[Rows taken from a segmentation dataset]
========

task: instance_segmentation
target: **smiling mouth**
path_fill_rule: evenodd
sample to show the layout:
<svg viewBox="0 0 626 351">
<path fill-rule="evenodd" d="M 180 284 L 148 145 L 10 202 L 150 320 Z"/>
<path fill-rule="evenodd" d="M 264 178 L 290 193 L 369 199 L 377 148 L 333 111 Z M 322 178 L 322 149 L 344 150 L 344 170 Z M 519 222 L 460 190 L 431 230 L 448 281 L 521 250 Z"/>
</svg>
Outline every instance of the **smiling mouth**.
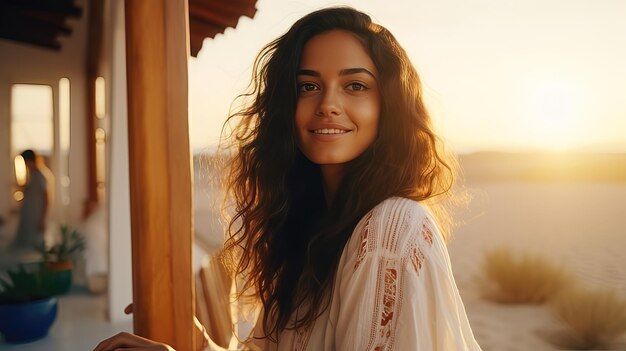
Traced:
<svg viewBox="0 0 626 351">
<path fill-rule="evenodd" d="M 310 131 L 313 134 L 346 134 L 349 130 L 345 129 L 336 129 L 336 128 L 323 128 L 323 129 L 314 129 Z"/>
</svg>

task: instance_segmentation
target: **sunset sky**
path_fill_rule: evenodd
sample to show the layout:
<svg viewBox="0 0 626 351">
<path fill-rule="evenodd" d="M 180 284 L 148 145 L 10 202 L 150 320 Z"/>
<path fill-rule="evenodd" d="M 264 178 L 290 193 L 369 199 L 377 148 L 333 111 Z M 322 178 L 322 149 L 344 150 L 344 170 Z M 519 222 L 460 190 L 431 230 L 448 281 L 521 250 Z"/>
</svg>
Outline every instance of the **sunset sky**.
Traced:
<svg viewBox="0 0 626 351">
<path fill-rule="evenodd" d="M 216 144 L 255 55 L 303 15 L 351 5 L 387 27 L 456 151 L 626 152 L 626 1 L 259 0 L 190 62 L 195 150 Z"/>
</svg>

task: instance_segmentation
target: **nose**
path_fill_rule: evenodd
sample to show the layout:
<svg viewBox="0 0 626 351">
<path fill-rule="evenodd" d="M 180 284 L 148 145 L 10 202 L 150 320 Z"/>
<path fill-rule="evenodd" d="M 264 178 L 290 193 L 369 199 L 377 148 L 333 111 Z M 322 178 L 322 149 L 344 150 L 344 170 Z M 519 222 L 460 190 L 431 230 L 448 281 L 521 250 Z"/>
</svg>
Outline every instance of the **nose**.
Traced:
<svg viewBox="0 0 626 351">
<path fill-rule="evenodd" d="M 326 90 L 320 98 L 316 115 L 320 117 L 338 116 L 341 113 L 341 98 L 332 89 Z"/>
</svg>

========

Requirement ▸
Show every line from the entries above that contains the word "smiling", copying each line whole. Matching is case-sensitive.

The output ▸
target: **smiling mouth**
Outline every instance of the **smiling mouth**.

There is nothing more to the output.